─── Source extract

Application to Medicine

PhD

- Treatment selection using observational and trial data

MSc/PhD

- Risk prediction for rehabilitation from severe illnesses

BSc/MSc

- Modelling of capacity in healthcare setting

Machine Learning in Julia

MLJ (Machine Learning in Julia) is a toolbox written in Julia that provides a common interface and meta-algorithms for selecting, tuning, evaluating, composing and comparing machine model implementations written in Julia and other languages. More broadly, the MLJ project hopes to bring cohesion and focus to a number of emerging and existing, but previously disconnected, machine learning algorithms and tools of high quality, written in Julia. A welcome corollary of this activity will be increased cohesion and synergy within the talent-rich communities developing these tools. In addition to other novelties outlined below, MLJ aims to provide first-in-class model composition capabilities. Guiding goals of the MLJ project have been usability, interoperability, extensibility, code transparency, and reproducibility. Paper

Modelling COVID-19 exit strategies for policy makers in the United Kingdom

The potential of using less accurate tests as means of pandemic surveillance is missed, rather than providing reliable medical information about an individual. We investigate whether the additional information from non-diagnostic-quality mass testing can lead to the implementation of a quicker and lower risk exit strategy from lockdown.

Stein’s method for Statistics and Machine Learning

Stein’s method is a probabilistic approach to controlling the distance between probability measures in terms of a differential and difference operators. While this method was first developed with the aim of obtaining quantitative central limit theorems, it has recently been adopted by the computational statistics and machine learning community for various practical tasks including goodness-of-fit testing, generative modeling, global non-convex optimisation, variational inference, de novo sampling, constructing powerful control variates for Monte Carlo variance reduction, and measuring the quality of Markov chain Monte Carlo algorithms.

Accelerating Markov Chain Monte Carlo

In recent years there has been an explosion of complex data-sets in areas as diverse as Bioinformatics, Epidemiology, Finance as well as from Industrial Monitoring Processes. Realistically, the complex dynamics characterising the data generating process can only be expressed as a high-dimensional stochastic model, rendering exact Bayesian inference and classical Monte Carlo methods insufficient. The only computationally feasible and accurate way to perform statistical inference is with Markov Chain Monte Carlo (MCMC), typically employing methods based on Metropolis-Hastings schemes.

──────
─── Record excerpts

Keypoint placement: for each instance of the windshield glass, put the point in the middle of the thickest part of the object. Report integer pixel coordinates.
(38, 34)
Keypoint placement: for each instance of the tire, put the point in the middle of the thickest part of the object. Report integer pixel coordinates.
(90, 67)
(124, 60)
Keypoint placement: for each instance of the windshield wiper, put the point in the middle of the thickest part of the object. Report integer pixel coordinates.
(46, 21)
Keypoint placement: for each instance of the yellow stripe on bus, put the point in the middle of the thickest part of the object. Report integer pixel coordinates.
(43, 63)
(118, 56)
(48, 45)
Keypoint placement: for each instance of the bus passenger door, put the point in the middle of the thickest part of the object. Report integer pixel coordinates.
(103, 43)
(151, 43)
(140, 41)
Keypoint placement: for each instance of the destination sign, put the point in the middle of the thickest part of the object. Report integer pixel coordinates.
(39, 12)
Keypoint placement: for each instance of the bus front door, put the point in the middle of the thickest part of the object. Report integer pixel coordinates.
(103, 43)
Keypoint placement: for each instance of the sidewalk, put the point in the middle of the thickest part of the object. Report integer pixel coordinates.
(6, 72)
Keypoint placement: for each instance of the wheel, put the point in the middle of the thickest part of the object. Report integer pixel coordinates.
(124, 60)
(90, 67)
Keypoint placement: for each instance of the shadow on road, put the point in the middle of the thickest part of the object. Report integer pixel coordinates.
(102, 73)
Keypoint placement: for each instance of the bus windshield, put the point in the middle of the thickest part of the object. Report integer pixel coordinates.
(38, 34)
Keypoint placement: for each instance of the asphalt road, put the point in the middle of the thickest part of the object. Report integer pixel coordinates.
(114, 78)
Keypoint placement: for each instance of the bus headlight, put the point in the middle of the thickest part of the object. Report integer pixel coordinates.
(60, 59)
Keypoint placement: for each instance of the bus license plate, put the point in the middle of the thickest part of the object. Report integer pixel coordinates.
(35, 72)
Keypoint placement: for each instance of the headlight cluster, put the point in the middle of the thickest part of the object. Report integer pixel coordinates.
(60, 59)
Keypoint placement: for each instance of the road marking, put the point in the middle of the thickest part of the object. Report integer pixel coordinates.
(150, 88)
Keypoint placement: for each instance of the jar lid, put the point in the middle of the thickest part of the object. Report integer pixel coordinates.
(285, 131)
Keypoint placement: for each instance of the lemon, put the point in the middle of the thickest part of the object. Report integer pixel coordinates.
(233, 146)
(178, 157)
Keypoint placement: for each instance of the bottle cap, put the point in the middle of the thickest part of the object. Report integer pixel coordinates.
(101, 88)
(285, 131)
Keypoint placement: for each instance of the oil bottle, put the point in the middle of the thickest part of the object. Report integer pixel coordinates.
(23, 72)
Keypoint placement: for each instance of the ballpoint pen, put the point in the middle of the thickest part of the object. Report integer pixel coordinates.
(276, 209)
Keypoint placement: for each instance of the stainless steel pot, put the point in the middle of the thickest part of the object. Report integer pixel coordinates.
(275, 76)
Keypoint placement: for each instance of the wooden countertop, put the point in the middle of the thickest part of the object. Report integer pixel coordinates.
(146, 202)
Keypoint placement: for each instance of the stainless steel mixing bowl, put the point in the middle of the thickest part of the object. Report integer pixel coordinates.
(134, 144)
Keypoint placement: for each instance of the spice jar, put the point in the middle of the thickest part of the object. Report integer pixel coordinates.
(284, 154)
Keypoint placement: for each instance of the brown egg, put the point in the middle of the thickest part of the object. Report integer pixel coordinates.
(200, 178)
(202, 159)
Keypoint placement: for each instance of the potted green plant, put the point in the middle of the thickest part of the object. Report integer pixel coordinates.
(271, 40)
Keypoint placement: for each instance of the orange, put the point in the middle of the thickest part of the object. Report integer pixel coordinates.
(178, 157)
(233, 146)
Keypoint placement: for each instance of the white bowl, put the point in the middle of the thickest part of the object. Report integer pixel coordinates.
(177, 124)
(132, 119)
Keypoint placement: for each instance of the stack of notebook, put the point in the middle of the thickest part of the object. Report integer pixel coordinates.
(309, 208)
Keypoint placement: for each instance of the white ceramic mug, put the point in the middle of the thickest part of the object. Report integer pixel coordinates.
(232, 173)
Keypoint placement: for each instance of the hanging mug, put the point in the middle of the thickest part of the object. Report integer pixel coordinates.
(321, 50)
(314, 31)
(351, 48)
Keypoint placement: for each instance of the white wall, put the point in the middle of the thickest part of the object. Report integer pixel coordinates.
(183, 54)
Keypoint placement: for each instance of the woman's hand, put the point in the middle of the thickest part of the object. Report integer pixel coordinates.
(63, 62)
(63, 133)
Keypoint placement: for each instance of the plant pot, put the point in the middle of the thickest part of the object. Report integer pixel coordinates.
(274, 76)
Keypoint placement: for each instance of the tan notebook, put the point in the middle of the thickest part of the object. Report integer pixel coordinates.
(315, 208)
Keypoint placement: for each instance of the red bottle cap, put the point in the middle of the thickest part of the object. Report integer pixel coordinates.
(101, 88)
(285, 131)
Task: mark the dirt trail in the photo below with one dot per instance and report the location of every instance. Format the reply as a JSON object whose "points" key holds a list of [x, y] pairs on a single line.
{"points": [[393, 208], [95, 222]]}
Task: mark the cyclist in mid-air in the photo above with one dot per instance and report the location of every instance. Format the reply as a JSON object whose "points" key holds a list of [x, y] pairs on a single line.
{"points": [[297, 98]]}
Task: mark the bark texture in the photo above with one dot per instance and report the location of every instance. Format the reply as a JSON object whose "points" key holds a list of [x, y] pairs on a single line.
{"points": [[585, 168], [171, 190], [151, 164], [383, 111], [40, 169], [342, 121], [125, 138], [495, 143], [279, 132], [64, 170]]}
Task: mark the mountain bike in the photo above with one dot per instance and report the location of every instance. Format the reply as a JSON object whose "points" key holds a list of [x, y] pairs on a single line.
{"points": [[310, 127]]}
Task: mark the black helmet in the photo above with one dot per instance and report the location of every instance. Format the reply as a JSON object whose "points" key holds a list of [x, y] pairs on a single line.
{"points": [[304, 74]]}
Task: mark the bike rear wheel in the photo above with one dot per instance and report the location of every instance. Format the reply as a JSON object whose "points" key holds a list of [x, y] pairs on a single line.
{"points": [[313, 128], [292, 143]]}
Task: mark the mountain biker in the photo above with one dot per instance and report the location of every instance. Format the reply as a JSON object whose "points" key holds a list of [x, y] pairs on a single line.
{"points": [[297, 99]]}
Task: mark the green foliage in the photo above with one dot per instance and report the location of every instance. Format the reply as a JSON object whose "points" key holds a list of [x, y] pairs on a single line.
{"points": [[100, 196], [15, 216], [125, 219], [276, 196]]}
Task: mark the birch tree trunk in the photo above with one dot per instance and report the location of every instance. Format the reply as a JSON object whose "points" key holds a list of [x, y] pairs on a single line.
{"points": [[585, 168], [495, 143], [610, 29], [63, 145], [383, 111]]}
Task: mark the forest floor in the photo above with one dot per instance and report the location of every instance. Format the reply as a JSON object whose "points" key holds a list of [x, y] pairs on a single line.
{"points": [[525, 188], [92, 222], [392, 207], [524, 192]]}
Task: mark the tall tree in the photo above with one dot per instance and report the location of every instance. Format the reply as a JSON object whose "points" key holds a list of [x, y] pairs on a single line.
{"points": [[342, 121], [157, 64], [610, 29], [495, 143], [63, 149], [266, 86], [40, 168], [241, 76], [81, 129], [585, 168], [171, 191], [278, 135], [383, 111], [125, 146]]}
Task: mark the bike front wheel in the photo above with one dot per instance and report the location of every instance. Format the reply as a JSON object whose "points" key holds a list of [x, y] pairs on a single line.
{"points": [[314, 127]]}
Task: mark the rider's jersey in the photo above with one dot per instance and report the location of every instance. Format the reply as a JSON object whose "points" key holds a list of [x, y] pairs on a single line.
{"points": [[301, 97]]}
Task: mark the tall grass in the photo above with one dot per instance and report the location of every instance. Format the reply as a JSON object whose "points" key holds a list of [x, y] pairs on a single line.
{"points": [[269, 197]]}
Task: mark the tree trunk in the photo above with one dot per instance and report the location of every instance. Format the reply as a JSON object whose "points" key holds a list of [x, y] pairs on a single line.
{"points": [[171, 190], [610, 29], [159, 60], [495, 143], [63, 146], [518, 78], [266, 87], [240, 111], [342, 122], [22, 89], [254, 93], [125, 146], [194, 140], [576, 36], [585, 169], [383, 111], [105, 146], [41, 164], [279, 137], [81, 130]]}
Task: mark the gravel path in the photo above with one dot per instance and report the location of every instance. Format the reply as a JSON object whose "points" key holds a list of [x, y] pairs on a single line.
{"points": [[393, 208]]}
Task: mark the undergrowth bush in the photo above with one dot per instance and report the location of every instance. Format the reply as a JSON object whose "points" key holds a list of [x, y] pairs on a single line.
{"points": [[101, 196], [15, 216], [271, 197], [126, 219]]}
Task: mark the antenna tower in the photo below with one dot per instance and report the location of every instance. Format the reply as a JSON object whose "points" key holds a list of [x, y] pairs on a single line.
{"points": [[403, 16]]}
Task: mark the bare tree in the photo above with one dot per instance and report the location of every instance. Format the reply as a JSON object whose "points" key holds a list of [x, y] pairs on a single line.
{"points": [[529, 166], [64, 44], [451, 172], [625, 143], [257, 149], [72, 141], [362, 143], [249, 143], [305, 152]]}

──────

• [Complete the following]:
A: Please list the practical tasks for which, according to the research topics text, the computational statistics and machine learning community has adopted Stein's method.
B: According to the research topics text, what is the only computationally feasible and accurate way to perform statistical inference?

• [Solutions to the problems]:
A:
- Goodness-of-fit testing
- Generative modeling
- Global non-convex optimisation
- Variational inference
- De novo sampling
- Constructing powerful control variates for Monte Carlo variance reduction
- Measuring the quality of Markov chain Monte Carlo algorithms

B: Markov Chain Monte Carlo (MCMC), typically using methods based on Metropolis-Hastings schemes.